-- EXERCISE GOAL --
Carry on the question-and-answer text on FAIR data principles from the point where it stops.

-- PAGE EXCERPT --
Q: What are the discipline areas that the FAIR principles are mostly applied in? Are they useful for health service research and outcomes research like patient reported outcomes?

Annalisa Montesanti: FAIR data principles, first published in 2016, are guidelines for good data management practice that aim to make data Findable, Accessible, Interoperable and Re-usable. Therefore, FAIR principles should be applicable to all research disciplines. 

Q: Can you give an example of when data from a HRB-funded research project should not be made accessible to others?

Annalisa Montesanti: Data that have sensitive or confidential information from patients, human participants that cannot be anonymised cannot be made open but with a specific licence could be made accessible with restrictions. However, metadata should be made open and accessible to all. Generally, this is a good question for the data steward to answer. In FAIR we say all data are accessible but only under strict and well-defined conditions (so well defined… even a computer can follow the instructions).  

Q: In cases where secondary data is requested from freely available national sources, should these data still be shared once the research is complete, given that data can be requested from the original source i.e. the data controller?

Annalisa Montesanti: This is a good question to be explored for the local data steward. Why not? In any case, all data sources should be identified so they can be located when needed, so there is no need to duplicate sources.   

Q: Any key tips on managing and using routinely collected healthcare data for research with the Health Research Regulations in Ireland?

-- Entries drawn from a collection --
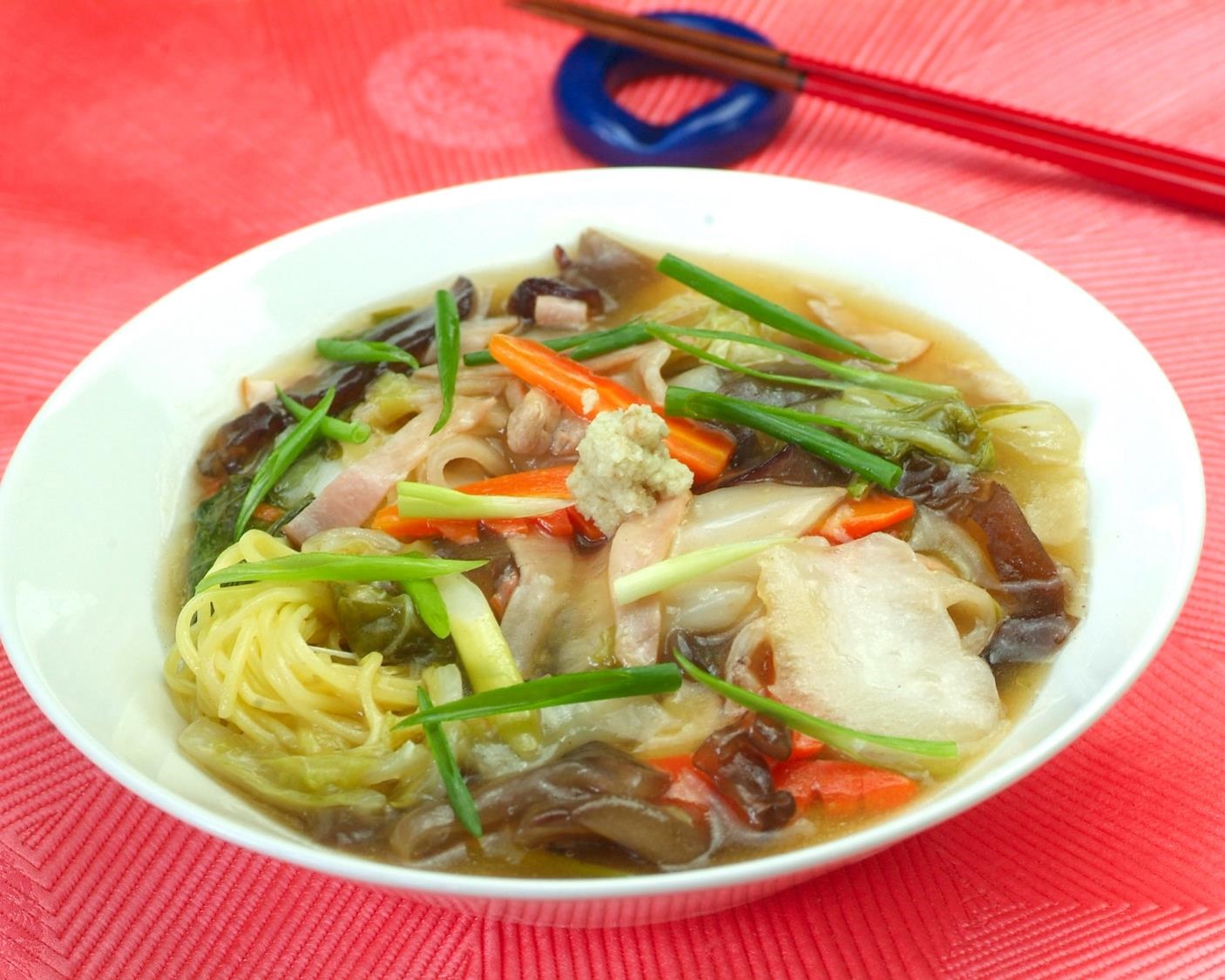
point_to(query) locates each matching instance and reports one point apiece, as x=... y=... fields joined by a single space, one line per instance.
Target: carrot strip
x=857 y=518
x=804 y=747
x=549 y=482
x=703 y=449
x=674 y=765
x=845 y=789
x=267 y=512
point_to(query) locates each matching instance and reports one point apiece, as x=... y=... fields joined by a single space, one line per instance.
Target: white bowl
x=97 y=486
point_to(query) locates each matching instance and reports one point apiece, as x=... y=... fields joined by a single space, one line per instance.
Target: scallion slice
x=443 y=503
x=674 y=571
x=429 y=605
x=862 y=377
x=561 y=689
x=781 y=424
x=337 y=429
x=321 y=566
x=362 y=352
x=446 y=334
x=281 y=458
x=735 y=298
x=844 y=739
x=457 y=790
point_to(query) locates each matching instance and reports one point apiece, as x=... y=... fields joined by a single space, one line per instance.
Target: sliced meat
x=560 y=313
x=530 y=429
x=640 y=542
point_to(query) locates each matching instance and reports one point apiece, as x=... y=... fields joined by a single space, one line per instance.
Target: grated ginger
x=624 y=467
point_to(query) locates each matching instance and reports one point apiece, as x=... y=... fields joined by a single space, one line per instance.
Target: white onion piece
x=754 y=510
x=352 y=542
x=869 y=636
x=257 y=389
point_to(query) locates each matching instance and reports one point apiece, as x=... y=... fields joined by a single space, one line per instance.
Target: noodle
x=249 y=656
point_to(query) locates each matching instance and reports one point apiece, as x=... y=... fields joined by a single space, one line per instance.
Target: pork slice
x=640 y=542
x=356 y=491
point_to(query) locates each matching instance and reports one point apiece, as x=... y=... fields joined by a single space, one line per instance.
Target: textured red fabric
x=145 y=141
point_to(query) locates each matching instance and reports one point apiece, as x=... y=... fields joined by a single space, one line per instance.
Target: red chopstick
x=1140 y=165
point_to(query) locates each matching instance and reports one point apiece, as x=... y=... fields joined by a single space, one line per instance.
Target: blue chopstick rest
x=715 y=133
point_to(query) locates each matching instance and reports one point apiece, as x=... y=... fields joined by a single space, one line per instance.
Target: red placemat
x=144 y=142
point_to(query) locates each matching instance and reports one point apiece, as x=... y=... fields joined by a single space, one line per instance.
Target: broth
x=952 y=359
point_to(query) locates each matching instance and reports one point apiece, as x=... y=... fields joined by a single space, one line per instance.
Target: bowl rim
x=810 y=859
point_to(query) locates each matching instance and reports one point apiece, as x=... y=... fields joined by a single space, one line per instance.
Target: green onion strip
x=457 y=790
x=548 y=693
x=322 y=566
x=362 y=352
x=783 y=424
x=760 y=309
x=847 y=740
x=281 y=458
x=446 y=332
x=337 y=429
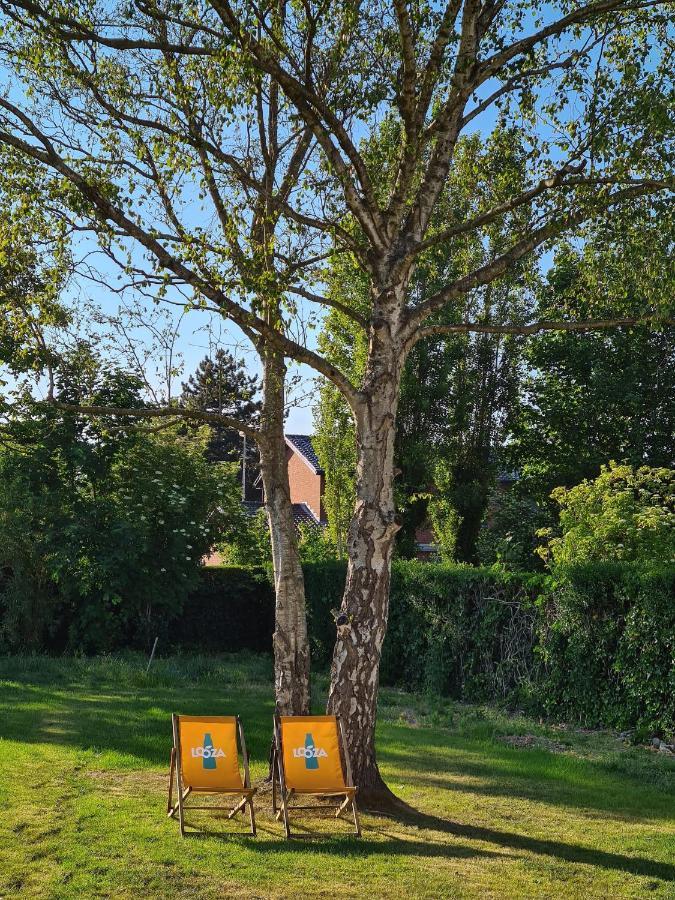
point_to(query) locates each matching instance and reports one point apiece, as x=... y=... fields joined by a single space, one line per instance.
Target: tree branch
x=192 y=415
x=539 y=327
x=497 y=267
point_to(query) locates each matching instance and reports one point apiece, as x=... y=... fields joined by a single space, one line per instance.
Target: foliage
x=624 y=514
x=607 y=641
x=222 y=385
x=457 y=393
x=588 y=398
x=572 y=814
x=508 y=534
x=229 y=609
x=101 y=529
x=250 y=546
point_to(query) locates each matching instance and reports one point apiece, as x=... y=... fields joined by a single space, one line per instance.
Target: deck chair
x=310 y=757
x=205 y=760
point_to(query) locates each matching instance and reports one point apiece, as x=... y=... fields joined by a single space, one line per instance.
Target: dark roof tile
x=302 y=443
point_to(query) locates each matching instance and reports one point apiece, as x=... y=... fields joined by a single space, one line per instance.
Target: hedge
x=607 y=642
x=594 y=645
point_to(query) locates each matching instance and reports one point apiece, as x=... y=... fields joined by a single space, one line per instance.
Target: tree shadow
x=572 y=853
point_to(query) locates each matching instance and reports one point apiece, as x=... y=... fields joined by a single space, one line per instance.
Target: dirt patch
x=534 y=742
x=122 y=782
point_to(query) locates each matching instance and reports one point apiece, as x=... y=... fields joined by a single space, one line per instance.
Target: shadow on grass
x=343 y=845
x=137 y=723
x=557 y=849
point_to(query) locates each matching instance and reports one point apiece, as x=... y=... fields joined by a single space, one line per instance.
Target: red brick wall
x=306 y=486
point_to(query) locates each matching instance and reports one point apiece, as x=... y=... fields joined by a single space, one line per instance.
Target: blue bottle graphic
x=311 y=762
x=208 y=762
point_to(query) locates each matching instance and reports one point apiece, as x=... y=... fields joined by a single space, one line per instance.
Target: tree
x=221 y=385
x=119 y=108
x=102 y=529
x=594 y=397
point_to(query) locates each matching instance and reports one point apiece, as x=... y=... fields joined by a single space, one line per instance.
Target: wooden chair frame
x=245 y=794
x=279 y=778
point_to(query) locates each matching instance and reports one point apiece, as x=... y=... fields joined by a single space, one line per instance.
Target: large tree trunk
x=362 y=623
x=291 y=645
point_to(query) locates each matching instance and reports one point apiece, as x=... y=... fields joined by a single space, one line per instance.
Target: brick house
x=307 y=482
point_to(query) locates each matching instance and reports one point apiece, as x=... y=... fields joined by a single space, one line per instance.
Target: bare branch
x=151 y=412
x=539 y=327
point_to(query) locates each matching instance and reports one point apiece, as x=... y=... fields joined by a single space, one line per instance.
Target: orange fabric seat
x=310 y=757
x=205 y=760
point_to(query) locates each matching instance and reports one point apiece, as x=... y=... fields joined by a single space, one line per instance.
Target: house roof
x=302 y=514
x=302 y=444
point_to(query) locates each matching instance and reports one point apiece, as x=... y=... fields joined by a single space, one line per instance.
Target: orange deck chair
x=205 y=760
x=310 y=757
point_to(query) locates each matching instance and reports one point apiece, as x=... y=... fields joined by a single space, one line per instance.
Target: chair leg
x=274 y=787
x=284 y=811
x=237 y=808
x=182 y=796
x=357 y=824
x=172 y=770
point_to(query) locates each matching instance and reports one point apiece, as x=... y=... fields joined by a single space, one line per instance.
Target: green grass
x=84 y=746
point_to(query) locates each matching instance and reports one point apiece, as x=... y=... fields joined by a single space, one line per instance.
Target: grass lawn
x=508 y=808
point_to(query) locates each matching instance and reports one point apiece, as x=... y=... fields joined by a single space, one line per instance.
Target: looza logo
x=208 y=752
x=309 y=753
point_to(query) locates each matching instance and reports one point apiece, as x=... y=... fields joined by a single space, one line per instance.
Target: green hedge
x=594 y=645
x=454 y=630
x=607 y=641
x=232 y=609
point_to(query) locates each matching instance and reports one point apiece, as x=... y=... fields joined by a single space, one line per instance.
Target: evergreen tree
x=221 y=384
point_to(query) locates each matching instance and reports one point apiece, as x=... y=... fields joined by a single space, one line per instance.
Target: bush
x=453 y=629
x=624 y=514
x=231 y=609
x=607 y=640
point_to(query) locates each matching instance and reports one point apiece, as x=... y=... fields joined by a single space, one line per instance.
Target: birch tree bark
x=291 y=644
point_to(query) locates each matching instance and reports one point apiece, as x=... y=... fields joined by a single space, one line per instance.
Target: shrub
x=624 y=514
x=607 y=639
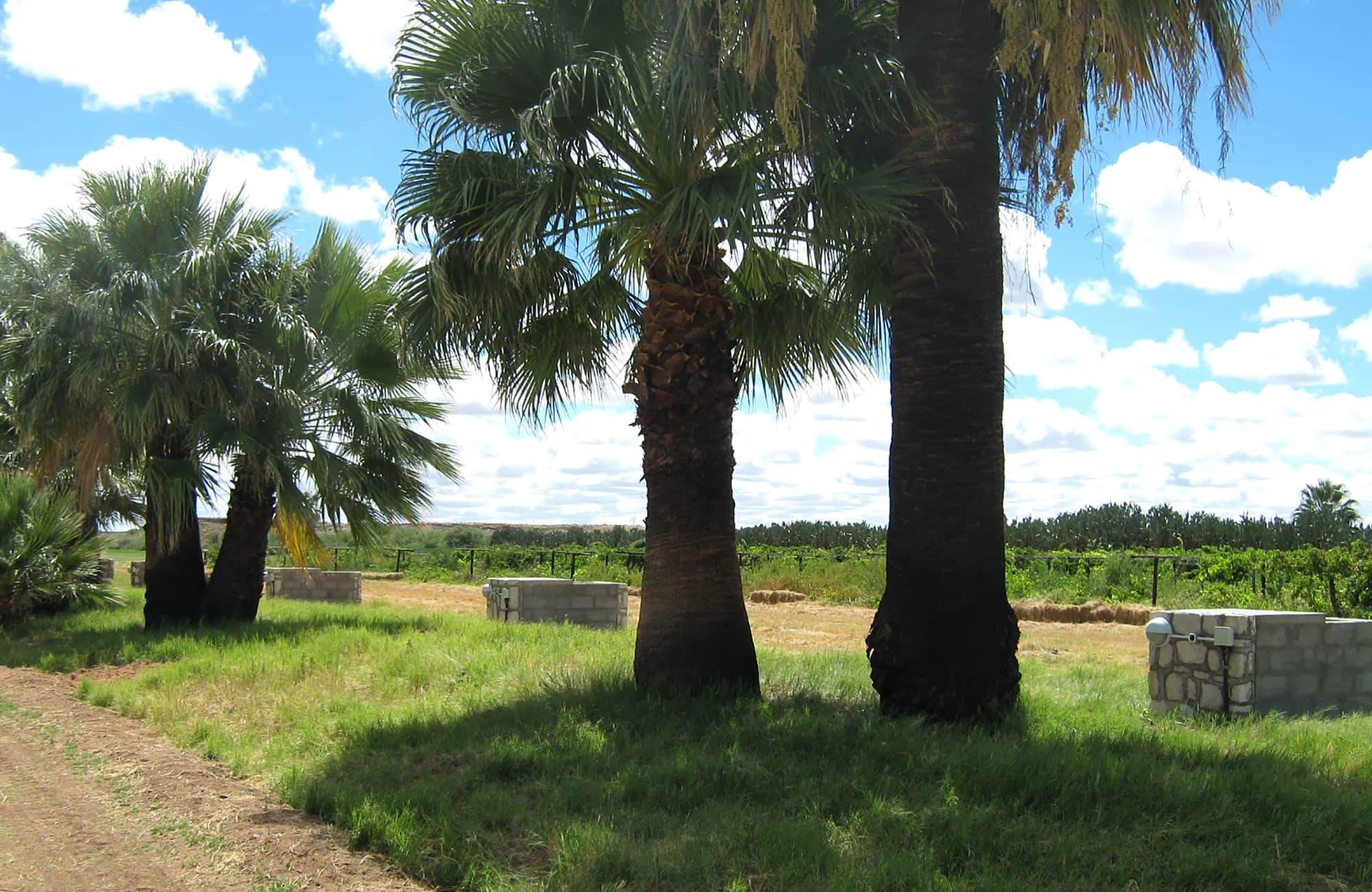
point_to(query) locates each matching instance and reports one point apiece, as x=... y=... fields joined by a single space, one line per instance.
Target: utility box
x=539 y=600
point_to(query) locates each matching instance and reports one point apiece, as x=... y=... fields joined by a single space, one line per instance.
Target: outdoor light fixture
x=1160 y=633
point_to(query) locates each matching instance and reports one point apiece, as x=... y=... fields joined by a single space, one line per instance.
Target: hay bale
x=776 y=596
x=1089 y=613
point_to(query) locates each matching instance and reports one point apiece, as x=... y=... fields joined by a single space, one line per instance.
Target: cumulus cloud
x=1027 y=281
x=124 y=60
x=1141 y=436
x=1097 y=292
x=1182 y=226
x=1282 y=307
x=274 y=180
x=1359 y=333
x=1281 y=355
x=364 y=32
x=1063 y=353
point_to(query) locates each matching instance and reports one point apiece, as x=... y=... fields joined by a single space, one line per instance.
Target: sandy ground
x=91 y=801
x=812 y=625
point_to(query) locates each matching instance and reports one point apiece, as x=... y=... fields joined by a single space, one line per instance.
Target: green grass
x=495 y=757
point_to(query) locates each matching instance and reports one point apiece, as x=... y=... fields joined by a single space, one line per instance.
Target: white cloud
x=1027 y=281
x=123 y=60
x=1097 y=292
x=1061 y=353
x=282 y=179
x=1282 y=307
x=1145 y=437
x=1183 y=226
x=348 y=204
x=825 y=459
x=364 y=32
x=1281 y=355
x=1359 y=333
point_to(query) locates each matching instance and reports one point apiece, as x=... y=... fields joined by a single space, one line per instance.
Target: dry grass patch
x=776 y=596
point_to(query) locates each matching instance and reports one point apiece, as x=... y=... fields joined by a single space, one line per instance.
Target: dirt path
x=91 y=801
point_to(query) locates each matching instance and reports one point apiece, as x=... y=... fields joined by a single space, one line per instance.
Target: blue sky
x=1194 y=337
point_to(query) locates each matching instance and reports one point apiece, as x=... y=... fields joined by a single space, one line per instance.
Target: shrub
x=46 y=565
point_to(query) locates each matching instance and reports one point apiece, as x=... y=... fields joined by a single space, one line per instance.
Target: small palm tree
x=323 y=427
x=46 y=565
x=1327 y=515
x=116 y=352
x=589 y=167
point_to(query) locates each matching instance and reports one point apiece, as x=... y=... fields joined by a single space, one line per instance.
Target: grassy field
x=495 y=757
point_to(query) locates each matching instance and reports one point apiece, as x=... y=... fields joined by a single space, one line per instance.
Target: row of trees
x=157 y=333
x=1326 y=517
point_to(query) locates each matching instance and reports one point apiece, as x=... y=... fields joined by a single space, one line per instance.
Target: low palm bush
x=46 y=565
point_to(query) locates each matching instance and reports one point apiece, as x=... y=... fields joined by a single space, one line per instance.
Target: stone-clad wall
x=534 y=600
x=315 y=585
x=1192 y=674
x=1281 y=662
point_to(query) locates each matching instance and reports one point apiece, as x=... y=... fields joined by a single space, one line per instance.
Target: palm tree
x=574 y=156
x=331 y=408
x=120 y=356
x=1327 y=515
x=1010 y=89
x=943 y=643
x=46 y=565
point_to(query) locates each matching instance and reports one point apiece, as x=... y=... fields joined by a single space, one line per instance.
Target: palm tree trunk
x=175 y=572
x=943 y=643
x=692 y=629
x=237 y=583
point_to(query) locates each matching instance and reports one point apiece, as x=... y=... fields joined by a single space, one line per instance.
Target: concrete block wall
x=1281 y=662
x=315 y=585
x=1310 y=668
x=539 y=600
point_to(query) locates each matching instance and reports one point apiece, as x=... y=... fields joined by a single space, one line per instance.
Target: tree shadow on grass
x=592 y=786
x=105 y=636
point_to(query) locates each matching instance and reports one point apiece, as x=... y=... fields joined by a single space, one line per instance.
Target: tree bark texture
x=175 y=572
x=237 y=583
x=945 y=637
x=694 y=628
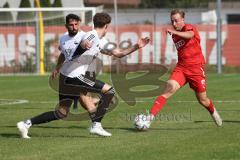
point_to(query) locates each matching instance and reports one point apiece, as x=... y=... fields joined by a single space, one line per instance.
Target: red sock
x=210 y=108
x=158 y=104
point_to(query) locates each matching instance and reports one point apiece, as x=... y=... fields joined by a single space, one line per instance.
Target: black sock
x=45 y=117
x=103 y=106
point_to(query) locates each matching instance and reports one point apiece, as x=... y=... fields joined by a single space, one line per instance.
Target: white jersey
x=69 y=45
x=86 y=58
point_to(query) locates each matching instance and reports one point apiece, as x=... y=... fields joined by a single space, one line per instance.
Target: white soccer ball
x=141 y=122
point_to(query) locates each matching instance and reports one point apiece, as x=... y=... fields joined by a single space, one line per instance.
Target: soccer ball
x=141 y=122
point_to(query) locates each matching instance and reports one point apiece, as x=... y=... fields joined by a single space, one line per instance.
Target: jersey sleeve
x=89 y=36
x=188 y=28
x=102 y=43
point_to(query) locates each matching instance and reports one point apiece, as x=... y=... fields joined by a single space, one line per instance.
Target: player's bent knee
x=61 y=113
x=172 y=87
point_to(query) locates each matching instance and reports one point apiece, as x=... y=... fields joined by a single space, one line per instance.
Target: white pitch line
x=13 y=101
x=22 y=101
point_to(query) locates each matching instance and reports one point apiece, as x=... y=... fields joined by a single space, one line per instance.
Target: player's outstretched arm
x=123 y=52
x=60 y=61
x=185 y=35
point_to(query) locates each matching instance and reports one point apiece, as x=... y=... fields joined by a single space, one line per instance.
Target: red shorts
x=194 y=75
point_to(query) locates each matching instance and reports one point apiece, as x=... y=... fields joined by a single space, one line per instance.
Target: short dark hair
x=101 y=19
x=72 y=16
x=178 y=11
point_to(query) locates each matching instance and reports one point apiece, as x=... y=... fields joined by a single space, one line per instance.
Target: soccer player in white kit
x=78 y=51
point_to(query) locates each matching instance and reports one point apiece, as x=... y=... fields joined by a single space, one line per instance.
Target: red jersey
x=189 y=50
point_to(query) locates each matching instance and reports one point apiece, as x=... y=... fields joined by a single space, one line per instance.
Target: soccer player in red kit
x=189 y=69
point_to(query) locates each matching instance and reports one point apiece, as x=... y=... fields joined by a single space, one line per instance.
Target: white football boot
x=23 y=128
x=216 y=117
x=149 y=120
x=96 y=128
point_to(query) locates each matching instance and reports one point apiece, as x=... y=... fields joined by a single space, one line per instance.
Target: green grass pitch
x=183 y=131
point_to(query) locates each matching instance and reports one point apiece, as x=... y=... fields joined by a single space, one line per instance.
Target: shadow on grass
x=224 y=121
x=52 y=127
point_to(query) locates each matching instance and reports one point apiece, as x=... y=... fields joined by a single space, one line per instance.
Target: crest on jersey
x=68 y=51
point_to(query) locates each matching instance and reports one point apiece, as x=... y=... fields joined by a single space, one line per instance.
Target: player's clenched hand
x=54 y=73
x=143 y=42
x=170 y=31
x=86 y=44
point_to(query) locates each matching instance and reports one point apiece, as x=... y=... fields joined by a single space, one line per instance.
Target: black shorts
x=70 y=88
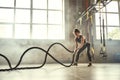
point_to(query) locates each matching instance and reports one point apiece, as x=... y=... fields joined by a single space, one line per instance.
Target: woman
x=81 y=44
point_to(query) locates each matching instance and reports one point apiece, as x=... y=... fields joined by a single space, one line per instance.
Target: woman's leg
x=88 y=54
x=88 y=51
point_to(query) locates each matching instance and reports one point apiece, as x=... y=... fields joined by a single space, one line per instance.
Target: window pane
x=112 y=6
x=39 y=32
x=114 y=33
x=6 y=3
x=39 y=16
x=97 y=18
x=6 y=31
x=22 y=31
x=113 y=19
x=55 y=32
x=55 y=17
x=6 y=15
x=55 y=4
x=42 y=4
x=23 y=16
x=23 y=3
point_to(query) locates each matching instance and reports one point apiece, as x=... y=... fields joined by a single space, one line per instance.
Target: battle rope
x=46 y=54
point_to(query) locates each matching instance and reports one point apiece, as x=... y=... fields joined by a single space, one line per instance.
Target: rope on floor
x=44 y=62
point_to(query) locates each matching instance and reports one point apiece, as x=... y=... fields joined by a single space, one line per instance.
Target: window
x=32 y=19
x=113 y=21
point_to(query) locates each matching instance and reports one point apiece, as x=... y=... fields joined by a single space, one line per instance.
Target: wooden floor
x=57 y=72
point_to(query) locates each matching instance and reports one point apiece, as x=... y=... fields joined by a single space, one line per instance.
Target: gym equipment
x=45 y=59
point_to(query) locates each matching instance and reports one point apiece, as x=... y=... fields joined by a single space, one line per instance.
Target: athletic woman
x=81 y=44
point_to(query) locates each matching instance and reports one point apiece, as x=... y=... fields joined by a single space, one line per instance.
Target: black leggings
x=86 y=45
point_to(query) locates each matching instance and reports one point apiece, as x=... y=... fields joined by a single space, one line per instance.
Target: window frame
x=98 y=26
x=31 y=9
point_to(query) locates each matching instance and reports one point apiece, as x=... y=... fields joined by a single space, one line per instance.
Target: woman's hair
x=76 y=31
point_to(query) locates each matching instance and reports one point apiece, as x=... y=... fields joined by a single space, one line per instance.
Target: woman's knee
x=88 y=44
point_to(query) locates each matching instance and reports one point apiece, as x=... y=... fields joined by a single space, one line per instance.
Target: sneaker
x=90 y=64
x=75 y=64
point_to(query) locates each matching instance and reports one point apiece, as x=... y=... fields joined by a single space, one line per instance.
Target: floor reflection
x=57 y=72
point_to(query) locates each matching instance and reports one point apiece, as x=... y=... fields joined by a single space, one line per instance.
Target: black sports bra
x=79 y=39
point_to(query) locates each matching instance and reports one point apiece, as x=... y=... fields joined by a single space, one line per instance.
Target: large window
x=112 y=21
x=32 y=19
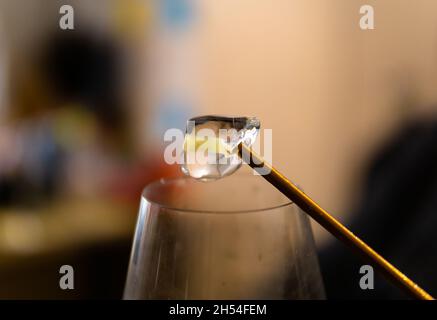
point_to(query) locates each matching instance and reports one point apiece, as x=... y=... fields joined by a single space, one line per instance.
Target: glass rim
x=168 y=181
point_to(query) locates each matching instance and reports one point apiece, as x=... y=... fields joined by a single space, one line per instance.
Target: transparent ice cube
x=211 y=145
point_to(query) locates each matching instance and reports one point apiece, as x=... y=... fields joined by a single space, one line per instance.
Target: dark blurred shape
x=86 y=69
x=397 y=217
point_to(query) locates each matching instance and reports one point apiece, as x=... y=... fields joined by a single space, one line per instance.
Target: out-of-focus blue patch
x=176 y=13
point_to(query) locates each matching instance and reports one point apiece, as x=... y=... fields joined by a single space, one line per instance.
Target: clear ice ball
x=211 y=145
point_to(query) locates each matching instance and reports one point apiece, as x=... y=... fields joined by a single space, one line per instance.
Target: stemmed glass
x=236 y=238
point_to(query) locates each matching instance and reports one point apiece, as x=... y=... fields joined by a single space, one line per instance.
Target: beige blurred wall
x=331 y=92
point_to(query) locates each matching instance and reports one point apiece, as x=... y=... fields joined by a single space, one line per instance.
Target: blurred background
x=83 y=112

-- OUTPUT FOR THIS EXERCISE --
Annalisa Montesanti: Practical guidance - researchers should:

  • Always engage with the Controller’s/Institutions’ Data Protection Officer to assess potential data protection risks when collecting and handling personal data
  • Understand how to implement the data protection principles as set out in GDPR; https://www.dataprotection.ie/en/individuals/principles-data-protection, e.g. Transparency, Purpose Limitation, Data Minimisation are particularly important
  • Understand what suitable and specific measures are required to safeguard the fundamental rights and freedoms of the research participant, e.g. Legal agreements, robust data governance, controlling and monitoring data access, security measures
  • Consult with the IT professionals if available, to ensure robust data protection infrastructure.
  • For guidance on the consent declaration process under the Health Research Regulations, please refer to the HRDCC https://hrcdc.ie/guidance/, or contact secretariat@hrcdc.ie

Q: Who 'owns' the data and access to it - is this clear to participants from the start?

Annalisa Montesanti:

  • Researchers generally own the new ideas they develop;
  • The findings of research that is funded by public or private bodies through a university are generally owned by the university but may have to be shared with the funding body or made public depending on the policies and contractual agreement between the funding body and recipient of the funding (university/research institution);
  • The findings of industrial or for-profit research is generally owned by the company and tightly controlled.

Q: How do you square the requirements of data destruction within 5 years etc. which is a requirement for many ethics boards, the 'consent to future uses section' for GDPR with FAIR data principles?

Annalisa Montesanti: All data have finite lifetimes, and as such, is not a direct concern of FAIR. Rather, FAIR data have policy behind their creation and storage addressing their “persistence”. Some persistence policies will put a 5-year lifespan. This makes them even more FAIR. Again, a perfectly good data stewardship decision, is how long must I keep these data? The answers should reflect realistic constraints of budget and policy. 

Q: What format can data be in?

Annalisa Montesanti: Data can be made available in any format the user would like to have, but not all formats are equally FAIR. There is a scale of machine-actionability of data formats. So, there are choices to be made in order to serve different purposes. Again, a good decision point for the data steward.

Q: Who do you think (ideally) should pay for the long term storage of datasets?

Annalisa Montesanti: In each country this is different. In Ireland currently there is no data infrastructure for the long-term data preservation. This is going to be addressed possibly at national level. 

Q: How do the HRB policies around DMPs and FAIR data compare to other Irish funders? 

Annalisa Montesanti: The HRB is working closely with other funders to align as much as possible the policies and requirements. IRC, SFI and HRB have adopted the recommendations from Science Europe. 

Q: Who were the HEI data stewards?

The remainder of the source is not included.